# What you need to do
• A. Please reproduce the passage from the tennis article word for word, starting at "In the years" and ending at "time for reflection.".
• B. Answer these questions from the tennis article, marking each answer with the same numeral:
(i) What did Williams become famous for?
(ii) Roughly how many spectators watched Williams and Halep?
(iii) According to Osaka, where are people always lounging around watching Williams's match?
• C. Decide whether each statement agrees with the tennis article. Answer yes or no and quote the words that settle it.
(i) Williams spoke about her realization on Tuesday.
(ii) Fans were allowed inside Rod Laver Arena for the match.
(iii) Osaka was the only one keeping a close watch on the match.

In the years that followed, as Williams became more and more famous for her rocket serve and guided-missile groundstrokes, she lost sight of the fact that before she was a champion, she was a grinder. The coronavirus pandemic, now in its second lap around the calendar, has given Williams, like so many others, ample time for reflection.
And what she realized, she said Tuesday, was this: “I’m good at rallying, and I have to embrace the things I’m good at. I’m good at playing power, I’m good at hitting a hundred balls. And that’s one thing that’s unique about me that I just need to kind of accept and embrace and just be good at both.”
Osaka was not alone in keeping a close watch on Williams’s match. No fans were allowed inside Rod Laver Arena because of a five-day lockdown imposed after the Australian authorities detected a cluster of coronavirus infections in the area. But Williams and Halep had a crowd of roughly five dozen spectators anyway, as people associated with the tournament slipped into seats to watch in person with the players’ entourages.
“I feel like everyone in the tournament watches her,” Osaka said, referring to Williams. “Like, whenever I go to the locker room or whatever, there’s always just people lounging around and stuff, watching her match.”

# Extracted data entries
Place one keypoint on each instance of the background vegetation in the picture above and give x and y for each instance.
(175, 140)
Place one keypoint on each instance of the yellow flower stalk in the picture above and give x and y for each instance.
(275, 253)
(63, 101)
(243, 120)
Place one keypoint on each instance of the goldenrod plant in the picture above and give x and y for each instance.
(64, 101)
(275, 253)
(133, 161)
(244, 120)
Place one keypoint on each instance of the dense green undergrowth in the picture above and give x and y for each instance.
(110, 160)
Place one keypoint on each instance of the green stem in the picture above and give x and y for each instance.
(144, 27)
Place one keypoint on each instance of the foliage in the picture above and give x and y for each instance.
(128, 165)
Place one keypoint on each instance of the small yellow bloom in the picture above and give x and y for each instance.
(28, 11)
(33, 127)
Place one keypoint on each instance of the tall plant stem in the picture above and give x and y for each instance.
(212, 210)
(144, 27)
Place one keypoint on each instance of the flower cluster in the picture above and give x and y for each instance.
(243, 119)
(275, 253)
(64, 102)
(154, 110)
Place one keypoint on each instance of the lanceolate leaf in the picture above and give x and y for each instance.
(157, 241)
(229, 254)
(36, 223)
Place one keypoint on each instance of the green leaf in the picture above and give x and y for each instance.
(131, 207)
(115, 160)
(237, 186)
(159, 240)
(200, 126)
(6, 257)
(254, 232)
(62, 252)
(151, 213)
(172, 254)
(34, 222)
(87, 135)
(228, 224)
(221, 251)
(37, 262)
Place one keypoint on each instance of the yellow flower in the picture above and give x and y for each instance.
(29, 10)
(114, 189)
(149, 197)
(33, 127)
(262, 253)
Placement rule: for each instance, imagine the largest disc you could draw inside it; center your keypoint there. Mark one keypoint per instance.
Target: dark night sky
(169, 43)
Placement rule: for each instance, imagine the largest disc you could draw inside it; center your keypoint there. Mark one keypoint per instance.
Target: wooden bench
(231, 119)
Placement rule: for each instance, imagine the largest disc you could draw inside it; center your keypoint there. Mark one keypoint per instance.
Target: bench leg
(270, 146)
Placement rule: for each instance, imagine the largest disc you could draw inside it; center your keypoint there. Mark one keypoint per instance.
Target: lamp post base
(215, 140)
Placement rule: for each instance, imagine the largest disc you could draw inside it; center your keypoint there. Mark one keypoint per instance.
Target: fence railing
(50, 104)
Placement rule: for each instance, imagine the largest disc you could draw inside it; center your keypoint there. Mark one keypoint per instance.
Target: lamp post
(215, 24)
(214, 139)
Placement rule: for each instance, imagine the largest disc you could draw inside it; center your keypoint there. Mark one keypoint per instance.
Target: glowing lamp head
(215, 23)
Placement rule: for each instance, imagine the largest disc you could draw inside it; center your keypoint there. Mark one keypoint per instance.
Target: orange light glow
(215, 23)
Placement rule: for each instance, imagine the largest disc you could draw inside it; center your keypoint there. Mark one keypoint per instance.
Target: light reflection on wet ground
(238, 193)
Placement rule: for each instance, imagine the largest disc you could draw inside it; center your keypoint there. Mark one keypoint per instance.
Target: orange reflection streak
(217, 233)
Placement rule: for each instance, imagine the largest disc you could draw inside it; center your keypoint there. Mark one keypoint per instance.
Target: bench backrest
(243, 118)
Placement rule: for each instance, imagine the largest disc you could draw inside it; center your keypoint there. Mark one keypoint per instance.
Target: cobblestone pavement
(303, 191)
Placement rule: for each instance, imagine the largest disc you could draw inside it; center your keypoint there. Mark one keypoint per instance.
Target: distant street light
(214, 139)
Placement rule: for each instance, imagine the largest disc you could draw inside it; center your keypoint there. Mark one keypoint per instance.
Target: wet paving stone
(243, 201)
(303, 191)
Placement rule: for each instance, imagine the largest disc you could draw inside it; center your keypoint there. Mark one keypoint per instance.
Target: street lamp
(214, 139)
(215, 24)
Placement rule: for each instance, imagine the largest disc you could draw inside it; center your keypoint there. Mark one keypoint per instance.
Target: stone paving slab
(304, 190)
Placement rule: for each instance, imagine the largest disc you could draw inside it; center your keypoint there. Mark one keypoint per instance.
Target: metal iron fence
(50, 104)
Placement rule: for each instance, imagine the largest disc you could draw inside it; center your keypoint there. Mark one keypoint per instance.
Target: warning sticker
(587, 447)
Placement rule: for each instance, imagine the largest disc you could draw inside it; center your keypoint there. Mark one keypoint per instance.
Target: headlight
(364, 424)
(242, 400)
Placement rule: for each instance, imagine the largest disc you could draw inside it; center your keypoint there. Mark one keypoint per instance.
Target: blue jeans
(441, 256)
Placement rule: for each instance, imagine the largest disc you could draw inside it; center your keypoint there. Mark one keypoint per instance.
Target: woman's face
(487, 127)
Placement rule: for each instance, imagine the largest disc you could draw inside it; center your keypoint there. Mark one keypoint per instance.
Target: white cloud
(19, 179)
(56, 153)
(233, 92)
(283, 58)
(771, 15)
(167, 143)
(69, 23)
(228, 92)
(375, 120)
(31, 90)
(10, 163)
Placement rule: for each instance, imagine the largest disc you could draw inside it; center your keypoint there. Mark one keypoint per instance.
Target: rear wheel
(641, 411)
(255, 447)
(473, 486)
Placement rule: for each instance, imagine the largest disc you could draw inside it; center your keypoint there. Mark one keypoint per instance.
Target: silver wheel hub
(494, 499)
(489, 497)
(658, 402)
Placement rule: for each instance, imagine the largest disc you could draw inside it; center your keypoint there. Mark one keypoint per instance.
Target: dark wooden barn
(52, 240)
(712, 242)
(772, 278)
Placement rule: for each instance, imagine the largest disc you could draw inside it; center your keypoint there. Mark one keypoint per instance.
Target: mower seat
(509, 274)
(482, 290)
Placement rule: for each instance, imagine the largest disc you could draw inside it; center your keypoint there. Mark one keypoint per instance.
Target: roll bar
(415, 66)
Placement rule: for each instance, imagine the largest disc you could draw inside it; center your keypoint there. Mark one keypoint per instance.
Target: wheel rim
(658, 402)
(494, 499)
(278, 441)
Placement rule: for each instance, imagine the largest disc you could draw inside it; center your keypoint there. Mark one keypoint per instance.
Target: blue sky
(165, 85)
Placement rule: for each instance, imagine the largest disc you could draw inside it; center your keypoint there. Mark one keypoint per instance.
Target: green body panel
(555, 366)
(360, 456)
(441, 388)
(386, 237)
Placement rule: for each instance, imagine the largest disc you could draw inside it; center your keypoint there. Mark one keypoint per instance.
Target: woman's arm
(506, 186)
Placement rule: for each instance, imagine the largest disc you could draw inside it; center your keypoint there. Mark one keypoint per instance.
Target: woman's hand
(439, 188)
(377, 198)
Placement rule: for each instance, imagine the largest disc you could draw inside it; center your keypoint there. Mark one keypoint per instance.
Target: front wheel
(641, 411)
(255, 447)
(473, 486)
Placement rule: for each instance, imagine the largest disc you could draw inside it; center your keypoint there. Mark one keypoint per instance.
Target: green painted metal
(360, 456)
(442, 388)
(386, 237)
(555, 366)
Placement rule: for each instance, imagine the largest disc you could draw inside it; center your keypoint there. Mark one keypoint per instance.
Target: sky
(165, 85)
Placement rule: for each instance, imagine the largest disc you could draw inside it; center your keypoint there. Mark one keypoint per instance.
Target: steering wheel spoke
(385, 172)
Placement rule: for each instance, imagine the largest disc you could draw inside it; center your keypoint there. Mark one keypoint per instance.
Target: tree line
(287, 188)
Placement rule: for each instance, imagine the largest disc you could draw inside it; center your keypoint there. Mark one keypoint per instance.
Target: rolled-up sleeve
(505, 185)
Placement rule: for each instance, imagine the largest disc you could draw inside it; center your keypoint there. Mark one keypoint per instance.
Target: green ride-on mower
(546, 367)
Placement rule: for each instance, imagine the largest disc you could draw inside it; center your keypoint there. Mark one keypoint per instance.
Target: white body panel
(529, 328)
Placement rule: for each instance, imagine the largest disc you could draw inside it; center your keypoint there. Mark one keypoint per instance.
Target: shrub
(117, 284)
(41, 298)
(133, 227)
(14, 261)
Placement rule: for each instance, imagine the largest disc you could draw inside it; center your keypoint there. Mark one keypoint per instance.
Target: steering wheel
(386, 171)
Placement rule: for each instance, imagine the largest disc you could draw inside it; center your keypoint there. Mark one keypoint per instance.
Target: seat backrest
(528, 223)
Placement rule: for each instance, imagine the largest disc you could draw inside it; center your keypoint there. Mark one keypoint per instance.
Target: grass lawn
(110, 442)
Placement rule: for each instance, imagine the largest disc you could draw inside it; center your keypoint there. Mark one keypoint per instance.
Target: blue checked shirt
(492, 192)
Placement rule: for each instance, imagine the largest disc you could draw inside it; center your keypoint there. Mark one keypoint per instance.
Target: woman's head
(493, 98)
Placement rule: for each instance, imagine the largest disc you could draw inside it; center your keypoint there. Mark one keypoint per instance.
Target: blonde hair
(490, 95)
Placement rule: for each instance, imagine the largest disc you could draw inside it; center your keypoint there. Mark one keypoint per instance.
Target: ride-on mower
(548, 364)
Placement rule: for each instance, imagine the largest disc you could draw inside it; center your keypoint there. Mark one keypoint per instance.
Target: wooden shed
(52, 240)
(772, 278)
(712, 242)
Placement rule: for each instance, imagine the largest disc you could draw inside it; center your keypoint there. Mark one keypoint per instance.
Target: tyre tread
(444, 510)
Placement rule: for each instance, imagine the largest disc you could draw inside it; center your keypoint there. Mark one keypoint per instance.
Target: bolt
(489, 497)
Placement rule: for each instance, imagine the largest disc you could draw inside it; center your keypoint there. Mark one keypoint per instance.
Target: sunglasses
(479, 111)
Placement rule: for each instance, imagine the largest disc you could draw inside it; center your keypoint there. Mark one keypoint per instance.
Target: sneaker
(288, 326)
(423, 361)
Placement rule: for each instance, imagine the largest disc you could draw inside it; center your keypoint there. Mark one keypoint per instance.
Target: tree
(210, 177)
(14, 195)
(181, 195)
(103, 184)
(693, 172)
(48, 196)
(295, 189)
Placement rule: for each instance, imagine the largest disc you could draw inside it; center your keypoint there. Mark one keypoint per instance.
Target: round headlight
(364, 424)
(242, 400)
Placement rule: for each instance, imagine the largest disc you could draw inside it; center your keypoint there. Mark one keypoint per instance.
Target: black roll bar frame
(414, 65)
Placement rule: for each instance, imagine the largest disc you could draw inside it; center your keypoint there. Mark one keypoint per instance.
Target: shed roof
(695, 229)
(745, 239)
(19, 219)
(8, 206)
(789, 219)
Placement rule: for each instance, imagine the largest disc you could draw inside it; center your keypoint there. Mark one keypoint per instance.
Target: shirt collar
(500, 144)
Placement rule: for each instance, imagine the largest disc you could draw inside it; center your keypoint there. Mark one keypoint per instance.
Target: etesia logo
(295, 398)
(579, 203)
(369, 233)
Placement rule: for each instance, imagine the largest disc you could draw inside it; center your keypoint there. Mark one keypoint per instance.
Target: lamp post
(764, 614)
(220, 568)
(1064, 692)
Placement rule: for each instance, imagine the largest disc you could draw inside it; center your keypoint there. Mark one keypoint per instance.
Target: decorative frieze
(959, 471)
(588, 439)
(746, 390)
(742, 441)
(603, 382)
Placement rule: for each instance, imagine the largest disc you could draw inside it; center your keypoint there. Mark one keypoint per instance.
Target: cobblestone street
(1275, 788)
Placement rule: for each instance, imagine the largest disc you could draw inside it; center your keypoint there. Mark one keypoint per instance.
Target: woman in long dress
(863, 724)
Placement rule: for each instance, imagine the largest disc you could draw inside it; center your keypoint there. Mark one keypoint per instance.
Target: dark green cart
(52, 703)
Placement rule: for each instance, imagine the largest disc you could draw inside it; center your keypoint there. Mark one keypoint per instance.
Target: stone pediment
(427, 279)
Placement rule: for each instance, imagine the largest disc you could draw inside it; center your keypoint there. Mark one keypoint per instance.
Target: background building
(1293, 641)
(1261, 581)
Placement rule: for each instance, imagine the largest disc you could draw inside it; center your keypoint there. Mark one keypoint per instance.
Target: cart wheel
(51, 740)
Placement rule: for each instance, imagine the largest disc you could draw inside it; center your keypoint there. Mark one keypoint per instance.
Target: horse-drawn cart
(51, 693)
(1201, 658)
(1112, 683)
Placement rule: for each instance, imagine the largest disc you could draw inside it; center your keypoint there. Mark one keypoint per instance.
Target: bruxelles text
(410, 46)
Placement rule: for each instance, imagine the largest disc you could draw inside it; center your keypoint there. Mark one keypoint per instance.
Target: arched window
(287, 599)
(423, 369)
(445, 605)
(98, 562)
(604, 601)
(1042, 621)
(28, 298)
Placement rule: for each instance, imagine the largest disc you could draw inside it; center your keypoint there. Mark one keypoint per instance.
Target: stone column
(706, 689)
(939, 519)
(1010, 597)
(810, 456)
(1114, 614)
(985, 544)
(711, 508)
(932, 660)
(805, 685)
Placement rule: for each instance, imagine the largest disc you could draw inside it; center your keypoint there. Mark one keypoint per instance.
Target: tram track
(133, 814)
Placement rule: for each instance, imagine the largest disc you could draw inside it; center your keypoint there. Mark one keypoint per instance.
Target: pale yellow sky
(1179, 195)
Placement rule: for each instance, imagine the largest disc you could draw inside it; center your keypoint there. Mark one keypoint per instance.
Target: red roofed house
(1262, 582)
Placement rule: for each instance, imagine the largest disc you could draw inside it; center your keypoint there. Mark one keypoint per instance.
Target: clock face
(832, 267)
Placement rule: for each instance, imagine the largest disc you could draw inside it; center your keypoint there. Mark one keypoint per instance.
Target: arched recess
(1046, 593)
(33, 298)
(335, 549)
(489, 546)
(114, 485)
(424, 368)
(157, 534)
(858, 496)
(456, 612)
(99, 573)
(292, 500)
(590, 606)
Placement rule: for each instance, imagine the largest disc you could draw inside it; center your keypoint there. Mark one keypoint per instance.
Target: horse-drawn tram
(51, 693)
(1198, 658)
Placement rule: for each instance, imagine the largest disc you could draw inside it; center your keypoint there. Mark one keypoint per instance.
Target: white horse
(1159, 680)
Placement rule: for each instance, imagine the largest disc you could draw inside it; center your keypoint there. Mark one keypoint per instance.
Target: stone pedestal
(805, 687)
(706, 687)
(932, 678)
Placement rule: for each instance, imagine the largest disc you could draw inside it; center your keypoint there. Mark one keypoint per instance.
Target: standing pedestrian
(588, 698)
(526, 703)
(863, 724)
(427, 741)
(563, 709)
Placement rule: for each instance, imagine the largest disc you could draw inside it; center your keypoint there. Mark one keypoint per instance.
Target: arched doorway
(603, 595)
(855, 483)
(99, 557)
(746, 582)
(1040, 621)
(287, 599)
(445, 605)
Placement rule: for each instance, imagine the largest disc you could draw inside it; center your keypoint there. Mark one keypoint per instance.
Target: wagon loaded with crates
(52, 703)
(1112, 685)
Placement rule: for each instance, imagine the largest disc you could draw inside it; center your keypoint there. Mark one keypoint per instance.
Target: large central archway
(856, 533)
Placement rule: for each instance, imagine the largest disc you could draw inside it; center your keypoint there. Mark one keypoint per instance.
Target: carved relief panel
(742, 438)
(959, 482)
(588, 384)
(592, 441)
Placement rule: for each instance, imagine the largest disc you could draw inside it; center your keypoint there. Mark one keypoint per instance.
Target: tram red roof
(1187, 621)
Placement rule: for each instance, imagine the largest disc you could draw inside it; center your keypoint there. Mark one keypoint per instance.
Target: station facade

# Solved tasks
• A.
In the years that followed, as Williams became more and more famous for her rocket serve and guided-missile groundstrokes, she lost sight of the fact that before she was a champion, she was a grinder. The coronavirus pandemic, now in its second lap around the calendar, has given Williams, like so many others, ample time for reflection.

• B.
(i) Her rocket serve and guided-missile groundstrokes.
(ii) Roughly five dozen.
(iii) The locker room.

• C.
(i) Yes: "And what she realized, she said Tuesday, was this"
(ii) No: "No fans were allowed inside Rod Laver Arena"
(iii) No: "Osaka was not alone in keeping a close watch on Williams’s match."